• [WORK TO COMPLETE]
Restate word for word the lines in the listing below, starting at the line containing "Each instance receives exactly one keypoint. Mark the ear" and ending at the line containing "Each instance receives exactly one keypoint. Mark the white", both included; leave out the rest.

• [MATERIAL FOR THE TASK]
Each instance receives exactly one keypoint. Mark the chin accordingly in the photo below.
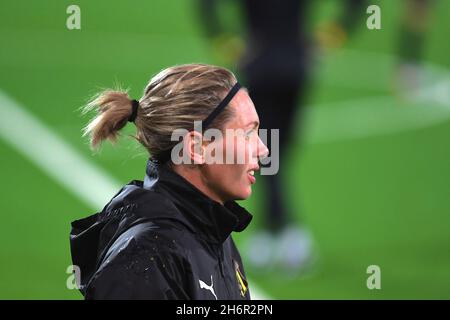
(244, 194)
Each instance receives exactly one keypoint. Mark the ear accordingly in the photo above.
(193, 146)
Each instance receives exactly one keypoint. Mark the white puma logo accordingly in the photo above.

--

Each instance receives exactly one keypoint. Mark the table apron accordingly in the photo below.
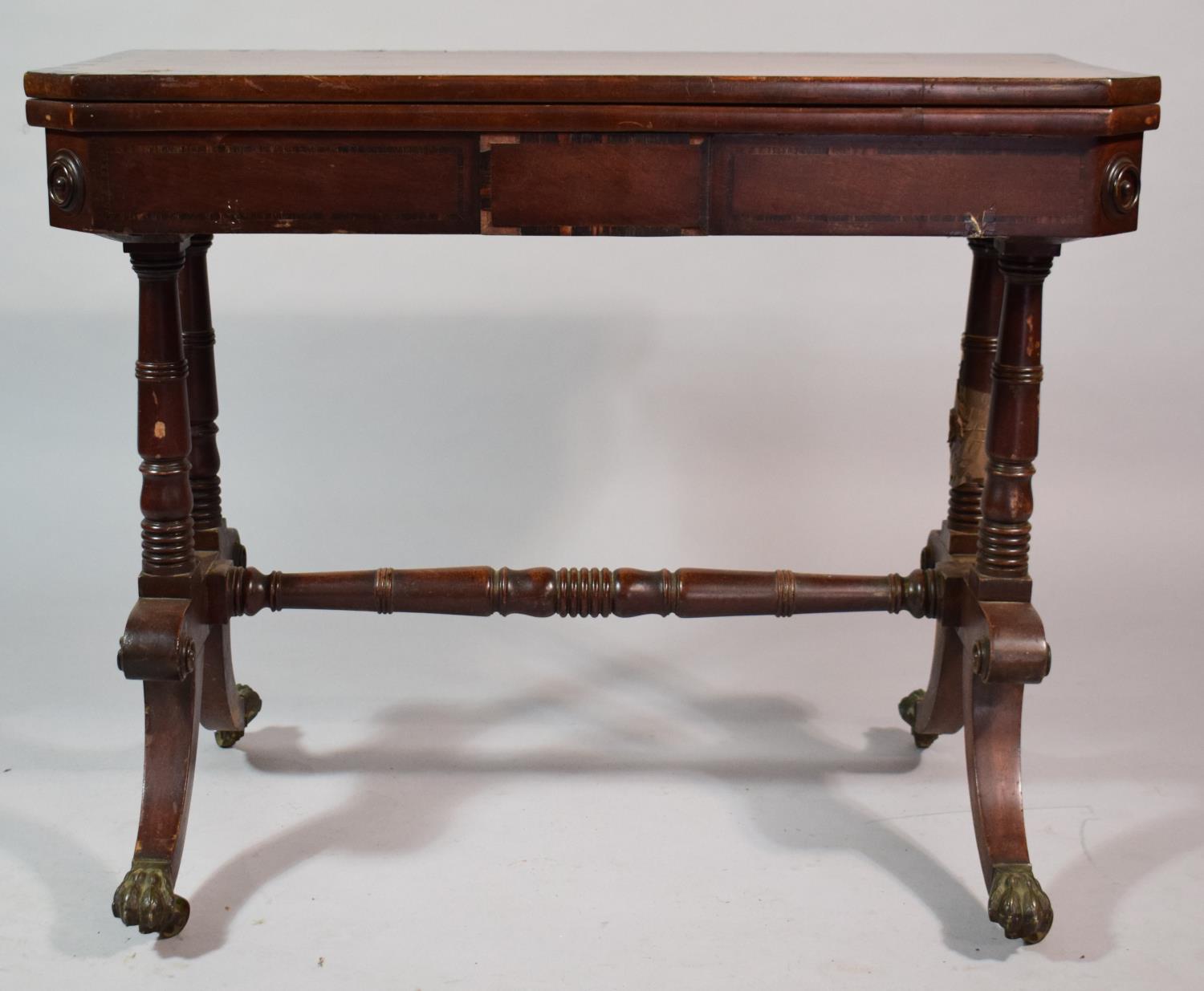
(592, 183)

--

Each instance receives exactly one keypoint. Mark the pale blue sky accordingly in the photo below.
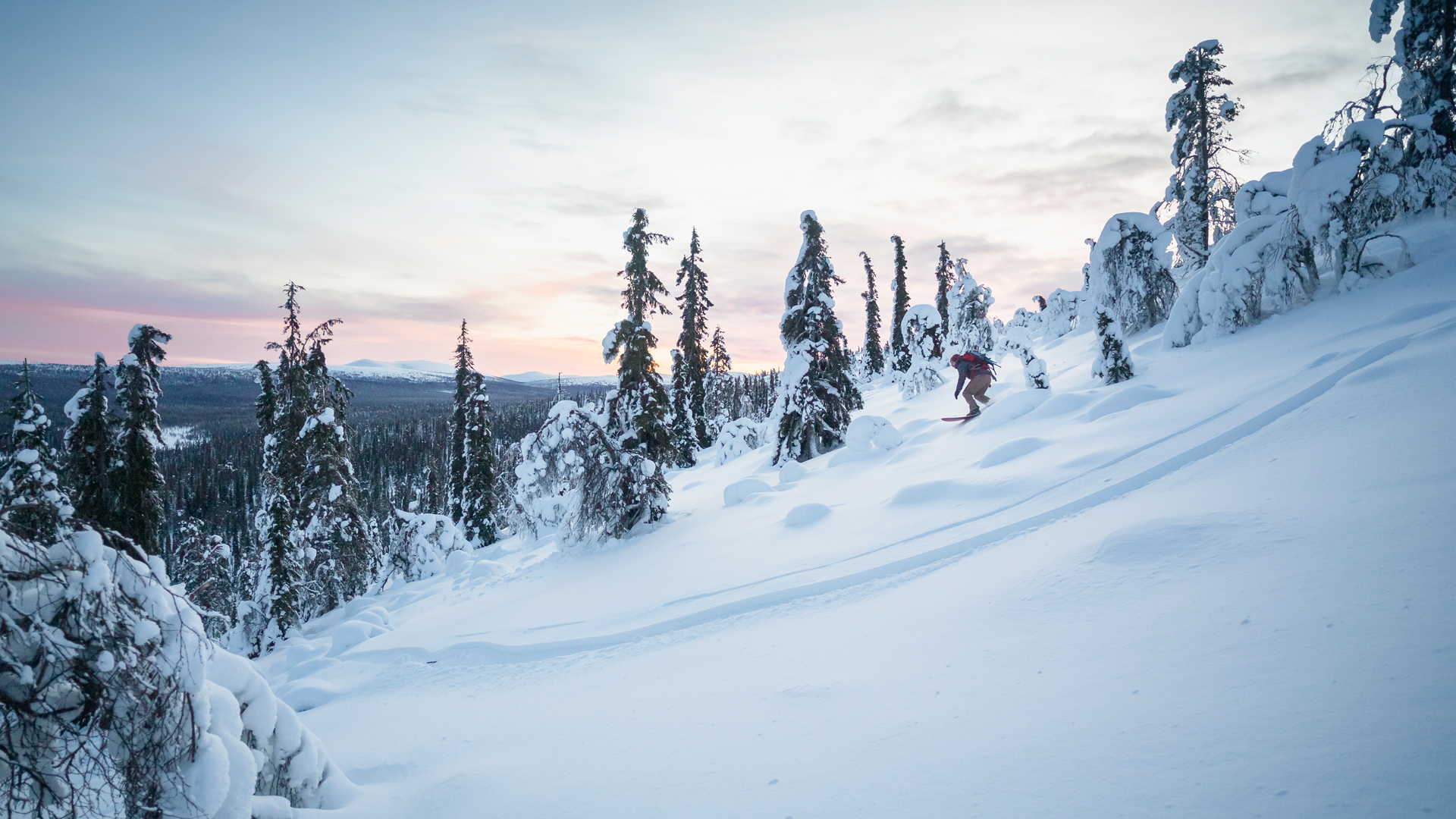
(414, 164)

• [COMPLETED TASK]
Each instance receives exactly one keypoint. Mark the ear accordingly in the photo above.
(193, 146)
Each instance receives exactly one keypoint. Mark the white puma logo accordingly in the photo above.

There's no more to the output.